PROBLEM DETAILS:
Edit the rows below by changing every "instance" to "object" and leaving everything else as it is.

Coordinate annotation records:
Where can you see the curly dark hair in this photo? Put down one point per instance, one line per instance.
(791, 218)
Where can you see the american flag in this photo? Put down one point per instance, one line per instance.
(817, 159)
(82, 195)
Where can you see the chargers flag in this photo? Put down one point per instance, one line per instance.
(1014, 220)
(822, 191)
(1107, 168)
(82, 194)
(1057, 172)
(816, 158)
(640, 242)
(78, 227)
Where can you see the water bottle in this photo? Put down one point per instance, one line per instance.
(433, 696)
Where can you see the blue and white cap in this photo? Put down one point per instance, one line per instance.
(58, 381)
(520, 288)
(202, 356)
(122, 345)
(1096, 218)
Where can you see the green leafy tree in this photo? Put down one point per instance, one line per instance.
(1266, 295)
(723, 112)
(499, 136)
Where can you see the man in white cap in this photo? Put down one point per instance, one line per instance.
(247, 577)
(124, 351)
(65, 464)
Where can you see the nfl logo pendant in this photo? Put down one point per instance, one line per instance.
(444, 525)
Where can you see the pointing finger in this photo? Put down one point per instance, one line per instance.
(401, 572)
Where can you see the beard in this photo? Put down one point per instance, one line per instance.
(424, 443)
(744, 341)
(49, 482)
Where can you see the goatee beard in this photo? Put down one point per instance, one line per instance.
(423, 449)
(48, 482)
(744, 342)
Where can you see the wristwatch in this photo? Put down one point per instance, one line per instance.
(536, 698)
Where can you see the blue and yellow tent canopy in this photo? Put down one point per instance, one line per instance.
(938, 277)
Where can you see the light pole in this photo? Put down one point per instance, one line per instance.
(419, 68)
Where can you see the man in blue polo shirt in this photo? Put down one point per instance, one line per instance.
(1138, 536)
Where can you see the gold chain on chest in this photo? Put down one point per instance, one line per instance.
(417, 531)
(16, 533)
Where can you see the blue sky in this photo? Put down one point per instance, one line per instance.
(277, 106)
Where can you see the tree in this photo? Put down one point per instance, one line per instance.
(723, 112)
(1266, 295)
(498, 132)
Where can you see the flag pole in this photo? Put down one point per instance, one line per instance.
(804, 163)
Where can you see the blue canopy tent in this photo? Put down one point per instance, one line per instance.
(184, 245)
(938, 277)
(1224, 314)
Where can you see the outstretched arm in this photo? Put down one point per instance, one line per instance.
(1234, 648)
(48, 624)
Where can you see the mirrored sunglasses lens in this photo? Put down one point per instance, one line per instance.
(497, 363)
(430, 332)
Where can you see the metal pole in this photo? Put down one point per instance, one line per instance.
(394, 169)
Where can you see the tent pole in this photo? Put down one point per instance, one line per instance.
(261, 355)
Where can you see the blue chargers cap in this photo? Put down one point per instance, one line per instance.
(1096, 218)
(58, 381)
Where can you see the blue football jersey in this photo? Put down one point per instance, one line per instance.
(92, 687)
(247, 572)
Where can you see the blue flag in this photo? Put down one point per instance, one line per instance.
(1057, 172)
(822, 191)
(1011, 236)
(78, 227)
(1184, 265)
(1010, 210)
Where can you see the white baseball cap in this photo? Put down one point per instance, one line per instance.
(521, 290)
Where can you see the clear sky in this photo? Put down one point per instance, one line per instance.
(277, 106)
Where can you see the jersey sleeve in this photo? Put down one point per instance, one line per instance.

FINISHED EXERCISE:
Where can you see the curly dark hair in this photo? Put down one point per object, one line per object.
(791, 218)
Where can you see the american flag in this photo? Put down one point per object, one line per object.
(817, 159)
(82, 195)
Where can you see the chargers flag in this photo? Put down one point per object, one line per object.
(1014, 220)
(822, 191)
(1107, 168)
(82, 194)
(1057, 172)
(816, 158)
(640, 242)
(78, 227)
Where can you see the water bottle in this photo? Put down one point per object, one line per object.
(433, 696)
Where can you see the blue and white cap in this photo? Put down one point per object, one line per object.
(58, 381)
(520, 288)
(202, 356)
(122, 345)
(1096, 218)
Where can you see the green leafy tree in this photo? Put down one point per object, one line per object.
(1266, 295)
(723, 112)
(499, 136)
Where can you see the man in white cap in this photo? Put down one point per object, one line per object.
(247, 577)
(124, 351)
(65, 464)
Where can you see the nfl logo pendant in this photo? Put down one point per object, one line per object.
(444, 525)
Where can you see the pointing finger in this photo? Put down one point per object, one line per object.
(401, 572)
Where can you see the beard in this photo? Put down one point per object, one line per object.
(424, 443)
(744, 341)
(49, 482)
Where can you see the goatee beard in this photo? Put down one point per object, one line per object.
(423, 449)
(48, 482)
(744, 342)
Where can you see the wristwatch in this photo? Put down one point per object, one line per object.
(536, 698)
Where can you see the blue and yellow tent canopy in this photo? Put down one point per object, one line per object.
(938, 277)
Where can you see the light pole in this photo? Put down one point per object, one line per object.
(419, 68)
Where can you see the man in blue polo shirt in this photo? Put down one point per object, one line per object.
(1138, 536)
Where can you see the gold chain on chest in this photo? Put down one point per object, one line per object.
(417, 531)
(16, 533)
Where can you see the blue sky in this photo? Put down one point per object, one line per object.
(277, 106)
Where can you see the tree in this photo? Put down one point per object, one line per object.
(723, 112)
(1266, 295)
(498, 132)
Where can you see the flag pole in this photo? Put down one point per object, one line per object.
(804, 163)
Where can you see the blue canopy tent in this photo? Put down one point per object, one line per object.
(184, 245)
(938, 277)
(1224, 314)
Where can you see the outstretched arm in this photo? Put down one point per object, one line per object.
(1234, 648)
(48, 624)
Where can you see the mirrored sunglasses lens in this photo? Put down one point per object, one line per object.
(497, 363)
(430, 332)
Where can you see the metal pole in this photo? Put down one point per object, one line per object.
(394, 169)
Where can you see the tent pole in this photo? Put down one point per object, one line per object.
(261, 355)
Where can you see the blue chargers cap in this photo? Put down one point per object, one line per object.
(1096, 218)
(58, 381)
Where can you see the blue football jersey in this photo? Put down one point per object, one line per object.
(92, 687)
(247, 572)
Where can you see the blue flag in this photo? Put down one point per object, one line per object.
(1057, 172)
(822, 191)
(1011, 236)
(78, 227)
(1184, 265)
(1010, 210)
Where can you see the white baseball cap in this photo? Put down one point per object, one line per object.
(521, 290)
Where can you see the clear sky in this photo? Put down one point per object, one line per object.
(277, 106)
Where can you see the jersey sleeve in this photo? Put down one point per object, one line per object.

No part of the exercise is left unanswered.